_Supplied entries_:
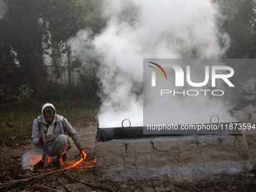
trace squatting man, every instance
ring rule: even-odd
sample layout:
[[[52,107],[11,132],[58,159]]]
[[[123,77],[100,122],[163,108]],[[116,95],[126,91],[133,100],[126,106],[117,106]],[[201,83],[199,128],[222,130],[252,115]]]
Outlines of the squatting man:
[[[41,129],[39,130],[38,123]],[[80,151],[82,159],[86,158],[86,154],[77,132],[69,121],[63,117],[56,114],[53,105],[46,103],[41,108],[41,115],[33,122],[32,142],[35,146],[32,151],[23,156],[22,166],[25,172],[24,176],[31,176],[34,166],[42,160],[42,142],[45,139],[50,156],[57,155],[57,163],[62,166],[62,156],[68,150],[69,139],[65,133],[70,136]]]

_Task brief_:
Write each line of the records above as one string in a JSON list. Skip blank lines and leave out the pictures.

_Task result_:
[
  "trace squatting man, every instance",
  "ring rule: even-odd",
  "sample layout:",
  "[[[52,107],[11,132],[58,159]]]",
  "[[[123,77],[100,122],[163,108]],[[116,95],[126,91],[133,100],[126,106],[117,106]],[[201,83],[199,128],[222,130],[252,115]]]",
  "Outlines of the squatting man:",
  "[[[41,129],[39,130],[38,123]],[[80,151],[82,159],[86,158],[86,154],[77,132],[69,121],[63,117],[56,114],[53,105],[46,103],[41,108],[41,115],[33,122],[32,142],[35,146],[32,151],[23,156],[22,166],[25,172],[24,176],[31,176],[34,166],[42,160],[42,142],[45,139],[50,156],[57,155],[57,163],[62,166],[62,156],[68,150],[69,139],[65,133],[70,136]]]"
]